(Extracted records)
((
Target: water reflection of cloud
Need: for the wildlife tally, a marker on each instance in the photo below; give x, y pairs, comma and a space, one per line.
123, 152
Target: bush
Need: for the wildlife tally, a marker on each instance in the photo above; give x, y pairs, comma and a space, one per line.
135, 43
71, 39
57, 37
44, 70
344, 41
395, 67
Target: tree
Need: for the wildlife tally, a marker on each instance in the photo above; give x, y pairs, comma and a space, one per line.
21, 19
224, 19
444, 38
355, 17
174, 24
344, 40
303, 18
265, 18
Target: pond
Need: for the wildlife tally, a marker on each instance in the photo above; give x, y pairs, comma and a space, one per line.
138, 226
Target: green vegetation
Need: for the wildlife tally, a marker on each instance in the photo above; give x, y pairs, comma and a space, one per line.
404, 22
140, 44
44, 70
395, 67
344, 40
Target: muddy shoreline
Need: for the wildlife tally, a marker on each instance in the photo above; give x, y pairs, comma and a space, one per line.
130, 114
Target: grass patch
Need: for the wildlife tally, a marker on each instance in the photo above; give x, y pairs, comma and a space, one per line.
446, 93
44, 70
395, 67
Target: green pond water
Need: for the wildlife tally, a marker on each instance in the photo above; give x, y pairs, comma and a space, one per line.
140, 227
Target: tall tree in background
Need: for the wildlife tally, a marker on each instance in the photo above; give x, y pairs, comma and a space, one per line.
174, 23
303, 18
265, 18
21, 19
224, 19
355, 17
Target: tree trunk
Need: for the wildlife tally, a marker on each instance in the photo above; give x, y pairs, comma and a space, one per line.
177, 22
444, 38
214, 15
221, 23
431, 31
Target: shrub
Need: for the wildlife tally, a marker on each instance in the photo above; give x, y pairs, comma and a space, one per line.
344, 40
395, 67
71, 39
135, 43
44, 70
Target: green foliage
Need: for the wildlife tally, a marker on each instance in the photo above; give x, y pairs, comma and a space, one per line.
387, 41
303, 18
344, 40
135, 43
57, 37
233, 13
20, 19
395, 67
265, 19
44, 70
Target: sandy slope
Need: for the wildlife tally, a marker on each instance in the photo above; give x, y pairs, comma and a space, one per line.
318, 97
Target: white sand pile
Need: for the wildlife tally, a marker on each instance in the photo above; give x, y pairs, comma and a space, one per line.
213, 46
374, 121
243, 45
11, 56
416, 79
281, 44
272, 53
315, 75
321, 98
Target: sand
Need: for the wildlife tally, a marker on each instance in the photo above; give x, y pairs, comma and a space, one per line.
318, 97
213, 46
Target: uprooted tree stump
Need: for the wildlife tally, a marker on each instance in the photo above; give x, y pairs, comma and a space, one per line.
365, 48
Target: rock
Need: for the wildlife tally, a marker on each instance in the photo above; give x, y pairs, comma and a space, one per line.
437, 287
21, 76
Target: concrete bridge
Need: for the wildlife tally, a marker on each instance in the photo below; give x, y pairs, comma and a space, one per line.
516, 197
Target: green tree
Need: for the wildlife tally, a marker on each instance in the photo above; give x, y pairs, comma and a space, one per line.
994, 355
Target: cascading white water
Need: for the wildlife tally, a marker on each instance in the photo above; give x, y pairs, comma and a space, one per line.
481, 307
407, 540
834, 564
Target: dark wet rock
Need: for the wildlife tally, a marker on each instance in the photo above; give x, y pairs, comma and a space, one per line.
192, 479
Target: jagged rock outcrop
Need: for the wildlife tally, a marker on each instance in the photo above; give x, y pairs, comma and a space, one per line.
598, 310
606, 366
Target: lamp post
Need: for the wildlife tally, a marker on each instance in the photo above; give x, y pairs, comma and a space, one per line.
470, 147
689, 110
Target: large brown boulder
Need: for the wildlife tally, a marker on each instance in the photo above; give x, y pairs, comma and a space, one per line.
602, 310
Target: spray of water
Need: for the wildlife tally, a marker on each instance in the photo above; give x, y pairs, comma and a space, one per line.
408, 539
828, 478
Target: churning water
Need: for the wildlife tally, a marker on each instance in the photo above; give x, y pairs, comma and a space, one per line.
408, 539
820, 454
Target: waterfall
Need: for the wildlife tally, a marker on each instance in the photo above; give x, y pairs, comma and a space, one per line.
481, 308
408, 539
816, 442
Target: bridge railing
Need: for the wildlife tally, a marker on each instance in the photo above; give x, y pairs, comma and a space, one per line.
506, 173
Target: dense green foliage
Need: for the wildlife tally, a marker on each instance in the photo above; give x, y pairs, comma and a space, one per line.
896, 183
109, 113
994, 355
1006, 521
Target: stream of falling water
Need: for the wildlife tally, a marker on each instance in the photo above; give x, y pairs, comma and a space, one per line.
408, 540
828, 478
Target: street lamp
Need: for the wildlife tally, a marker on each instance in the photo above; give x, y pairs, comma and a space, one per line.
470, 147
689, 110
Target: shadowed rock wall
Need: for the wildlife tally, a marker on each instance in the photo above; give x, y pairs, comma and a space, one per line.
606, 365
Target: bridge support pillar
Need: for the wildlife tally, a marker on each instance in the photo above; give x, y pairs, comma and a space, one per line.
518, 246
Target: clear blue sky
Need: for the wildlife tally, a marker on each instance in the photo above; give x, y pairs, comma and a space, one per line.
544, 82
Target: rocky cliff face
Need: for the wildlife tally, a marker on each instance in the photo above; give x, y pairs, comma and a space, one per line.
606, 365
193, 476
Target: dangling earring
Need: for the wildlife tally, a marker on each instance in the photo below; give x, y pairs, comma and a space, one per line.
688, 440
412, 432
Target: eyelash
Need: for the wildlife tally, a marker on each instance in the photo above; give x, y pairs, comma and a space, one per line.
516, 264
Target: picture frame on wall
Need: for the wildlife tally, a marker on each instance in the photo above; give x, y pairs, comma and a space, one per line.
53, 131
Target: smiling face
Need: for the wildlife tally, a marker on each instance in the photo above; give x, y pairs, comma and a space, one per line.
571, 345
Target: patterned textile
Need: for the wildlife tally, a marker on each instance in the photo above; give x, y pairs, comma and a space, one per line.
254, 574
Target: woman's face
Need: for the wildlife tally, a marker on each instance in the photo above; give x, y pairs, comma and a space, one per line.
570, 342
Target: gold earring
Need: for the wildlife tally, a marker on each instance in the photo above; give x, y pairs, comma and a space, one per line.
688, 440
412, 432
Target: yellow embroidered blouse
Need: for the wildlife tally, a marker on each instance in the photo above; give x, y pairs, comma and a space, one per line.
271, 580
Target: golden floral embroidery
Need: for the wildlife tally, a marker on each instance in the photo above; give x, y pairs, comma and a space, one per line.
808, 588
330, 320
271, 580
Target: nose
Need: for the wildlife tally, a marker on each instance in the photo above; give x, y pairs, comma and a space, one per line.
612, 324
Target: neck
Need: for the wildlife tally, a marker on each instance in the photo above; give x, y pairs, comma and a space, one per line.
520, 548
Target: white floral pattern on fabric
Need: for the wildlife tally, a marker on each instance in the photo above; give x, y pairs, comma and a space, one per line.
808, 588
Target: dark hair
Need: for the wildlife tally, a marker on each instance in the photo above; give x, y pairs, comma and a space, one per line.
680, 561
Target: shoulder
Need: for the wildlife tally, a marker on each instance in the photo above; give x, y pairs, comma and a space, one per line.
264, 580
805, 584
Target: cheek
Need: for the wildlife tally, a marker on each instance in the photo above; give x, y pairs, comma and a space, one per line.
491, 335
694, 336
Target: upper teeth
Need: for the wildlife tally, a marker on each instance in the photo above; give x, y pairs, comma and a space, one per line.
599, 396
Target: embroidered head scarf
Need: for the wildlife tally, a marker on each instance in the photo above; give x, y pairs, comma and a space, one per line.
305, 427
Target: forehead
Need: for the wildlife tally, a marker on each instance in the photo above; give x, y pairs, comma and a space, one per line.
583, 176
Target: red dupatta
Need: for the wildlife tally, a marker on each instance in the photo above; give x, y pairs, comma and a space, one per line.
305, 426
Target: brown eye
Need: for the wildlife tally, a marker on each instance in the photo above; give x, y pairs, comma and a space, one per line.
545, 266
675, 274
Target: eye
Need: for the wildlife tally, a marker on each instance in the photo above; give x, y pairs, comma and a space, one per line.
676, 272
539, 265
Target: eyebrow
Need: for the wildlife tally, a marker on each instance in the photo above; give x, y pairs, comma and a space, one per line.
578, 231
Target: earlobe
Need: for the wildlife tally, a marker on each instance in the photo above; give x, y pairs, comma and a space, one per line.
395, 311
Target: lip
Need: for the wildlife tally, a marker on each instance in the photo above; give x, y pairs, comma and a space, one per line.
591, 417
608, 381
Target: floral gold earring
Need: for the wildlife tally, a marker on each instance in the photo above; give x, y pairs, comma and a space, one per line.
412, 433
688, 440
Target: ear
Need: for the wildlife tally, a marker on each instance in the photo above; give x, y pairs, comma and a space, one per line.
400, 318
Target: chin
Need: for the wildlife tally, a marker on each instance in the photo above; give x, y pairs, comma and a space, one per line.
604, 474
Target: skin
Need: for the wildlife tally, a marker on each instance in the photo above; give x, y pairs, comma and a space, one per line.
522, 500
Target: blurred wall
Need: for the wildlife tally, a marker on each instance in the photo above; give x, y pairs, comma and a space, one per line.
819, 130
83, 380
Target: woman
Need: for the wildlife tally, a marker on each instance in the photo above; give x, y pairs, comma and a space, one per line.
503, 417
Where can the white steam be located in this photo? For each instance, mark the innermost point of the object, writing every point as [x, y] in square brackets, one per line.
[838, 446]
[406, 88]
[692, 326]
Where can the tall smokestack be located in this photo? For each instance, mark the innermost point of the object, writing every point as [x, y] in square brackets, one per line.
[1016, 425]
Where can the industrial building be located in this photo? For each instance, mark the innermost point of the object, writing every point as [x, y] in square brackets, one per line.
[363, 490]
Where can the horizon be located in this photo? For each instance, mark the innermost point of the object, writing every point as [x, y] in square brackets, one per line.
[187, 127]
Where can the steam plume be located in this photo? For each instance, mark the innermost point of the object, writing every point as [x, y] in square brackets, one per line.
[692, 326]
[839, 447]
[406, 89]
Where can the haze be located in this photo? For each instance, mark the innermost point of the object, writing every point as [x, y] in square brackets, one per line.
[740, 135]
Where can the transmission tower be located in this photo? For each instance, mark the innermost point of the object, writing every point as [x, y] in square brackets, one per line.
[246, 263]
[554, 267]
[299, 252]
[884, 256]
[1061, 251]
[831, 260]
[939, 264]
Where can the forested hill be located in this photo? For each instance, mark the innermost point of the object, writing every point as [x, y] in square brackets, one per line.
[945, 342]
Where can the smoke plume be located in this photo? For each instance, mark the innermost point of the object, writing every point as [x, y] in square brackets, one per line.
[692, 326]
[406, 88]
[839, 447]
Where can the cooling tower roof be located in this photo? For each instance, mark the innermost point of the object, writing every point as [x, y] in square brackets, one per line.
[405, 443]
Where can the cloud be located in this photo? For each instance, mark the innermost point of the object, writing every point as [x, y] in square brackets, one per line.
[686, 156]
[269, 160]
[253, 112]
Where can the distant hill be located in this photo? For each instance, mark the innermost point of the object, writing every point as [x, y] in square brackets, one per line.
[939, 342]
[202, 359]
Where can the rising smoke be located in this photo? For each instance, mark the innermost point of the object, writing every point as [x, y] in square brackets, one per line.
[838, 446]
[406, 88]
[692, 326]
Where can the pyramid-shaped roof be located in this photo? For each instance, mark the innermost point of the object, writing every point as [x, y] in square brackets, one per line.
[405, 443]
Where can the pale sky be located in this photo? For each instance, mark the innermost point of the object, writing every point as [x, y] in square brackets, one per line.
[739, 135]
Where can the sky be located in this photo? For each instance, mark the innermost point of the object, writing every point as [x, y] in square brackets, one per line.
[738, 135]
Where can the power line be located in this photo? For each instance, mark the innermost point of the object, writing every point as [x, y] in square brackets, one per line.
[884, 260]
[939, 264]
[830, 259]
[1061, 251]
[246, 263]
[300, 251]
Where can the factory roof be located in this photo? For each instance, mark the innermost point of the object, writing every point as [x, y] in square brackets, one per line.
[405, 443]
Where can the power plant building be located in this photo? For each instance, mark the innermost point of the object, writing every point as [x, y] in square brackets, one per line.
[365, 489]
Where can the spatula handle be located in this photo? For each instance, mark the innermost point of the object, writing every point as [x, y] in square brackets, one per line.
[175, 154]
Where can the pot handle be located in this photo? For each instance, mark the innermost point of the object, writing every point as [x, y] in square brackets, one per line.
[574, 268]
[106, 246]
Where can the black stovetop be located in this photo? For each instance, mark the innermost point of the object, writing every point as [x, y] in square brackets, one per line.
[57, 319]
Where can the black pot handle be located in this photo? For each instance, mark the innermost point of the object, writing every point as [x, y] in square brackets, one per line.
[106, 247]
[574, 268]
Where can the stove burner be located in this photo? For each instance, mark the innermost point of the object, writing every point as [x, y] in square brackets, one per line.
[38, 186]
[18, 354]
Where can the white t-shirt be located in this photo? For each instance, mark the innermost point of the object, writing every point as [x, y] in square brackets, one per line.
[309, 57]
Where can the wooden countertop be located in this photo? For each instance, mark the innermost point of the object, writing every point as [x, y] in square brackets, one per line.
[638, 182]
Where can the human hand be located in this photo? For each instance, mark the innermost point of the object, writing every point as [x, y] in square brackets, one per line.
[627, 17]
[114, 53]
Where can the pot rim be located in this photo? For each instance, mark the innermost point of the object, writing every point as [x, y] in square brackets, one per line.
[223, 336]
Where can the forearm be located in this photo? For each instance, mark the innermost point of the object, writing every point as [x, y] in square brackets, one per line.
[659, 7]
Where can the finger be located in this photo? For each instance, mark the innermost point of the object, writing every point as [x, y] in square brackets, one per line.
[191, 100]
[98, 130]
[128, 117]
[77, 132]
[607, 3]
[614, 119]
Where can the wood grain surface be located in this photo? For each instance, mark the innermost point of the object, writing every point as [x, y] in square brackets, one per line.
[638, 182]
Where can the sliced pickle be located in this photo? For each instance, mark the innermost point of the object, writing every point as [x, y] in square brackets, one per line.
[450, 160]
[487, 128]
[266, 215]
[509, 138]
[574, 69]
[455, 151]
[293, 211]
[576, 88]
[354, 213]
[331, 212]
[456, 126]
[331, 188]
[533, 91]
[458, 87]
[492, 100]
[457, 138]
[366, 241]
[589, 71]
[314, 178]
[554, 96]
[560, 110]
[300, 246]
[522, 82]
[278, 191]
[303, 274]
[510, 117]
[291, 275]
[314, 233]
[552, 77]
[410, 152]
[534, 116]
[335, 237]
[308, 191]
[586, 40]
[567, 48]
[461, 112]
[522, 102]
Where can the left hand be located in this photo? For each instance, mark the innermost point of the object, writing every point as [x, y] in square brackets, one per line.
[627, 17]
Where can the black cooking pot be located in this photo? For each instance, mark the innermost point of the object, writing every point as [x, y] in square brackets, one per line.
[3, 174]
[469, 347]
))
▶ [What to work on]
Nothing but the lines from the line with "Where can the left" to the last line of the listing above should appear; please retype them exactly, both ends included.

▶ [Task answer]
Where can the left hand be located in this photo? For each instance, mark the innermost point of the object, writing every point as [x, y] in square brackets, one per line.
[627, 17]
Where can the black cooking pot be located in this photo? For each instance, mark the innermost point of the object, writing every point as [x, y] in square brackets, one per line.
[3, 174]
[469, 347]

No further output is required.